::: Data to process :::

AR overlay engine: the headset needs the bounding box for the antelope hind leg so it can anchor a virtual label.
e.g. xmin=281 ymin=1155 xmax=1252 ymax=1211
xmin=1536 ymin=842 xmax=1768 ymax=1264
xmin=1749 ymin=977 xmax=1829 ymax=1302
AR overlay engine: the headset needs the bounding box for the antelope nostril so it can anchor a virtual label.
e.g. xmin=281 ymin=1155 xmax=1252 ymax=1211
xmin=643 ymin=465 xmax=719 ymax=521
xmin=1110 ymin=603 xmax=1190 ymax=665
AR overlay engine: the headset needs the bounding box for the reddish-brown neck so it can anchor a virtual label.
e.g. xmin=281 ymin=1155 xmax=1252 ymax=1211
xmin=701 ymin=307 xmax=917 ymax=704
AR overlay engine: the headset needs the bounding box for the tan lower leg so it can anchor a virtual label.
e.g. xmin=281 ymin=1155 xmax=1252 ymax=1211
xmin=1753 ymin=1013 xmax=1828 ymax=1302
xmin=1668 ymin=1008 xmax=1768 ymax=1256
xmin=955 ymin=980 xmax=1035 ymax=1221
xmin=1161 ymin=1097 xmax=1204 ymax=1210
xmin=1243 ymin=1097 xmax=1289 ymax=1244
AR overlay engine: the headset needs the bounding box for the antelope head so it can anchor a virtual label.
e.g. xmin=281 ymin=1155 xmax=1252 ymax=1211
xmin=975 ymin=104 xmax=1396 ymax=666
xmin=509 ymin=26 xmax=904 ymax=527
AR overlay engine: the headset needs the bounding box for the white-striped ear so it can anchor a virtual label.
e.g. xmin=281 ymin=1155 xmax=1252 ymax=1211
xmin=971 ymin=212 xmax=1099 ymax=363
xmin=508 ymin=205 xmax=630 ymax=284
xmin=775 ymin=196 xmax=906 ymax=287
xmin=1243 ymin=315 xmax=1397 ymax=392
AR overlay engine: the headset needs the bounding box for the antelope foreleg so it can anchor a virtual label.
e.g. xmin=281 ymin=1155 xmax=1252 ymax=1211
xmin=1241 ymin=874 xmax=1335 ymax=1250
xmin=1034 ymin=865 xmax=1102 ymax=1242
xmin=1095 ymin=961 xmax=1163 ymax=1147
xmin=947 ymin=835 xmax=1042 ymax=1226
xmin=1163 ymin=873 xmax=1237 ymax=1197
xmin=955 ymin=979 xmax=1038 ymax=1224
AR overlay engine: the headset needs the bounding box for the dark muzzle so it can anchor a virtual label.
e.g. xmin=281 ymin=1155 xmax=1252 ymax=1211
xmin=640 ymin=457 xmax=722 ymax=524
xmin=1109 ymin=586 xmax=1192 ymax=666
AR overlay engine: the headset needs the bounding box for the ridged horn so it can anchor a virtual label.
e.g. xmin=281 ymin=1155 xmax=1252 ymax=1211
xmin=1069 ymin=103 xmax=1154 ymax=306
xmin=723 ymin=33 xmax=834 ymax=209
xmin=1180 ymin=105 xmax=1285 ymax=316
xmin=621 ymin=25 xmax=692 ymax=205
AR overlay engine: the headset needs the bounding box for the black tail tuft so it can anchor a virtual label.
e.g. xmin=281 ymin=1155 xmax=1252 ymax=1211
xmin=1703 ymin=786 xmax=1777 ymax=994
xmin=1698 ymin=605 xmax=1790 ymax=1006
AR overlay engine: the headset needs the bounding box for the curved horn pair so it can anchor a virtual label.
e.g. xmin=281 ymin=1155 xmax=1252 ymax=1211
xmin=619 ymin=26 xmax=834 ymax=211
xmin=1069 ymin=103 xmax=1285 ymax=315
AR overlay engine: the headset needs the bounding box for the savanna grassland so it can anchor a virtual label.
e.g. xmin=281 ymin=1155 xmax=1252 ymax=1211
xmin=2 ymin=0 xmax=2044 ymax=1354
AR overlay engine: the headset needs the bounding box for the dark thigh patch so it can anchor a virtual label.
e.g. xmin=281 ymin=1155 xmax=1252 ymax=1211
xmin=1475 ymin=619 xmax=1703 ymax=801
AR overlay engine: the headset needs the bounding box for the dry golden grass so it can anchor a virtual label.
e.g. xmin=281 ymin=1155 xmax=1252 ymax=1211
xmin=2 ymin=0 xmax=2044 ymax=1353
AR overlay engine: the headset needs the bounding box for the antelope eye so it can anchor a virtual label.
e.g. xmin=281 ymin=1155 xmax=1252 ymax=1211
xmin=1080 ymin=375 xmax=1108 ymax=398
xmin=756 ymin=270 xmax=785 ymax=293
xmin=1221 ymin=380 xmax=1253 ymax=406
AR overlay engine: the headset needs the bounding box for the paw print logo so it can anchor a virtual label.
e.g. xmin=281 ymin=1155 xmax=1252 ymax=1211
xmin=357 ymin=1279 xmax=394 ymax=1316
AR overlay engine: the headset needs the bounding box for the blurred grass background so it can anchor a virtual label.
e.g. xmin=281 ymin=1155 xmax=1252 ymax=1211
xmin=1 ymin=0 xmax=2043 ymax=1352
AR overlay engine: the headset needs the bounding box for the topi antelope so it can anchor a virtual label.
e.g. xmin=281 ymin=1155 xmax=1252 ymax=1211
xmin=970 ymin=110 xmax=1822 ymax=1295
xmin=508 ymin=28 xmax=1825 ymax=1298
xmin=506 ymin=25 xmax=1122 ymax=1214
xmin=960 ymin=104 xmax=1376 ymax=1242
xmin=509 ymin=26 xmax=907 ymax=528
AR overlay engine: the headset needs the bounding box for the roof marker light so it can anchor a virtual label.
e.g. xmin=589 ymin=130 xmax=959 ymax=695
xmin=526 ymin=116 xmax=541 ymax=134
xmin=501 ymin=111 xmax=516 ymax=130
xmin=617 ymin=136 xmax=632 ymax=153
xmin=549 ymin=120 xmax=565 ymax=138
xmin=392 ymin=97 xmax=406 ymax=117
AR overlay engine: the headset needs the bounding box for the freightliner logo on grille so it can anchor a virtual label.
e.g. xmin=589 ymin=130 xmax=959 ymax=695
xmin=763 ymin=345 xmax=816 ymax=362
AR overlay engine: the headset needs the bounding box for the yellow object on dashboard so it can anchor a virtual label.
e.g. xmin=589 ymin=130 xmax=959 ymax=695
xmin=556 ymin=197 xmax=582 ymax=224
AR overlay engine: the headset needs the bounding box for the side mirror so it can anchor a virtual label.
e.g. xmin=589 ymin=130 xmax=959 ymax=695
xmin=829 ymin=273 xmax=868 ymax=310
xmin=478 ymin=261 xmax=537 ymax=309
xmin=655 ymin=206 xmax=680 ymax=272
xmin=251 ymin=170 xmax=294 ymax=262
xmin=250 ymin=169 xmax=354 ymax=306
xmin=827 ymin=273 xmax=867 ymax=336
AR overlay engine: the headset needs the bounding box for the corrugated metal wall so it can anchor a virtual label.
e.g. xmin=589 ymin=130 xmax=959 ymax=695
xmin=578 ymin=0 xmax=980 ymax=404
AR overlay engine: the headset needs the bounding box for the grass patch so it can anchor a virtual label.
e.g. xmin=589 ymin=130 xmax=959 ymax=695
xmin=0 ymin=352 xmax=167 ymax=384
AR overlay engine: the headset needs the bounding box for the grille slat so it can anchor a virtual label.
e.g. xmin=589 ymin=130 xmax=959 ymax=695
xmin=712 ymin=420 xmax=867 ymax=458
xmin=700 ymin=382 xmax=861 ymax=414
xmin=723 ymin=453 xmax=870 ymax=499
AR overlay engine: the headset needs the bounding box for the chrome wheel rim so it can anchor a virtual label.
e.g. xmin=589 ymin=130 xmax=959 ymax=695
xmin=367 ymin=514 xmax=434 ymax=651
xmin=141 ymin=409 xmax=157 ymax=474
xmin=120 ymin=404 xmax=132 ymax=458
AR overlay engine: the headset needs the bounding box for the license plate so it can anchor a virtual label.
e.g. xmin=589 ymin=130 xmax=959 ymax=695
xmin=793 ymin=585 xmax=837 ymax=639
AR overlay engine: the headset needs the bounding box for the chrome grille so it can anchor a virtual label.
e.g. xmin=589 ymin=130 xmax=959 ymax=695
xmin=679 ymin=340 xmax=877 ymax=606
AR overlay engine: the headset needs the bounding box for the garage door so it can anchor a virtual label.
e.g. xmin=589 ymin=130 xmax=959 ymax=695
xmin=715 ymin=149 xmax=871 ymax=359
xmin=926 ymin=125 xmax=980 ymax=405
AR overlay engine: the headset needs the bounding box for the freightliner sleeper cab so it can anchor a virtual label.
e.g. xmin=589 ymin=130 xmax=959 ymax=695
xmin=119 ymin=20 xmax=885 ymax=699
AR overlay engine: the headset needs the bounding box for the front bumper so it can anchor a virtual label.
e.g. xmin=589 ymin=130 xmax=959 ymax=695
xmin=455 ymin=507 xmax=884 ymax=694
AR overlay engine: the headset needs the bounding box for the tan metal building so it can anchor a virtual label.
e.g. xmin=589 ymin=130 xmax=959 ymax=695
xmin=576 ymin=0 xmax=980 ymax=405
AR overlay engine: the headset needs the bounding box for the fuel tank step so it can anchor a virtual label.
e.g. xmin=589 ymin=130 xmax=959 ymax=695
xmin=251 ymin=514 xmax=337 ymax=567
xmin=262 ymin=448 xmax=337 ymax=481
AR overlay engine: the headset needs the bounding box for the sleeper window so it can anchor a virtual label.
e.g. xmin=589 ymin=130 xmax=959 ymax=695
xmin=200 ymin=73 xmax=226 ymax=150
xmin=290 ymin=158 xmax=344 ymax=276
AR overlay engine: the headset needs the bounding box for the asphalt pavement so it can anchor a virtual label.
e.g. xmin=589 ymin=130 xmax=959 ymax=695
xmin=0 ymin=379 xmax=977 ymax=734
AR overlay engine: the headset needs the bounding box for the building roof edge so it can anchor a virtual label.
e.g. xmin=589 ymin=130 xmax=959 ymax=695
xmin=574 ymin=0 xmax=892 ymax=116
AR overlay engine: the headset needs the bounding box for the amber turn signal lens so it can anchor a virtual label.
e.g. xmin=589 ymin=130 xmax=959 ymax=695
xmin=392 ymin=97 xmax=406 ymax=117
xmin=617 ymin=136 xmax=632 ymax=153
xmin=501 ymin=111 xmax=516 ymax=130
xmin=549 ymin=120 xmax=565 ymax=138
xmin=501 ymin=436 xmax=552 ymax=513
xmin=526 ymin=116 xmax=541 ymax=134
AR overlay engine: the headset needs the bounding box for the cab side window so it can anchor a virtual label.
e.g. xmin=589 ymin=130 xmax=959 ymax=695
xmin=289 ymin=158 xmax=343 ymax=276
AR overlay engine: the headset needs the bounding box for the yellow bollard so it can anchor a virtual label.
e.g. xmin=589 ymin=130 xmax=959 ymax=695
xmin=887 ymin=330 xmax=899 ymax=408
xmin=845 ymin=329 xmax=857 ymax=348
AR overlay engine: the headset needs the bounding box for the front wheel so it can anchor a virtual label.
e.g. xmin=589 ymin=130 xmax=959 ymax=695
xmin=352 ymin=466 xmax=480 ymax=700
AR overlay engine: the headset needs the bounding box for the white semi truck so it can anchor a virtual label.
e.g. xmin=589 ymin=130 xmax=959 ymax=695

:::

### What you need to do
In the listing above, start at the line with "pair so it can anchor a virtual label.", go on through the line with "the freightliner logo", and copy each of those lines exactly; leave out all the rest.

### Written answer
AR overlay engine: the headset needs the bounding box for the curved horn pair so it can anchor a virtual label.
e.g. xmin=281 ymin=1155 xmax=1252 ymax=1211
xmin=619 ymin=26 xmax=834 ymax=211
xmin=1069 ymin=103 xmax=1285 ymax=315
AR overlay engine: the headset needs the bounding box for the savanna grassland so it can anchor a virtual label.
e.g. xmin=281 ymin=1155 xmax=1252 ymax=1211
xmin=2 ymin=0 xmax=2044 ymax=1354
AR overlay engine: the headset needs the bounding box for the dark thigh patch so it can anchor a virtual label.
e.g. xmin=281 ymin=1155 xmax=1252 ymax=1211
xmin=1475 ymin=619 xmax=1703 ymax=801
AR overlay engine: the headset needs the bounding box for the dry golden grass so it can anchor a virtual label.
e.g. xmin=281 ymin=1155 xmax=1252 ymax=1211
xmin=2 ymin=0 xmax=2044 ymax=1353
AR overlay engine: the headset needs the bounding box for the antelope eye so it can anchor a virtual label.
e.g. xmin=281 ymin=1155 xmax=1252 ymax=1211
xmin=1080 ymin=375 xmax=1108 ymax=398
xmin=756 ymin=270 xmax=785 ymax=293
xmin=1221 ymin=380 xmax=1253 ymax=406
AR overlay engine: the headset needs the bounding box for the paw print logo so it can anchor a virtual label.
e.g. xmin=281 ymin=1155 xmax=1252 ymax=1211
xmin=357 ymin=1279 xmax=394 ymax=1316
AR overlay engine: the headset needs the bounding box for the blurred grass background so it can anchor a virtual label.
e.g. xmin=281 ymin=1155 xmax=1252 ymax=1211
xmin=1 ymin=0 xmax=2043 ymax=1352
AR overlay engine: the headset needs the bounding box for the topi antelope so it can anchor a virtual label.
e.g. xmin=281 ymin=1155 xmax=1252 ymax=1211
xmin=970 ymin=110 xmax=1822 ymax=1295
xmin=508 ymin=28 xmax=1825 ymax=1298
xmin=506 ymin=25 xmax=1122 ymax=1214
xmin=960 ymin=104 xmax=1376 ymax=1242
xmin=509 ymin=26 xmax=907 ymax=528
AR overlay engine: the headset needs the bounding box for the roof marker light so it can anchor a virtual label.
e.g. xmin=589 ymin=130 xmax=959 ymax=695
xmin=526 ymin=116 xmax=541 ymax=134
xmin=501 ymin=111 xmax=516 ymax=130
xmin=617 ymin=136 xmax=632 ymax=153
xmin=549 ymin=120 xmax=565 ymax=138
xmin=392 ymin=97 xmax=406 ymax=117
AR overlay engine: the headset needs the bounding box for the freightliner logo on grille so it can anchor a virtual label.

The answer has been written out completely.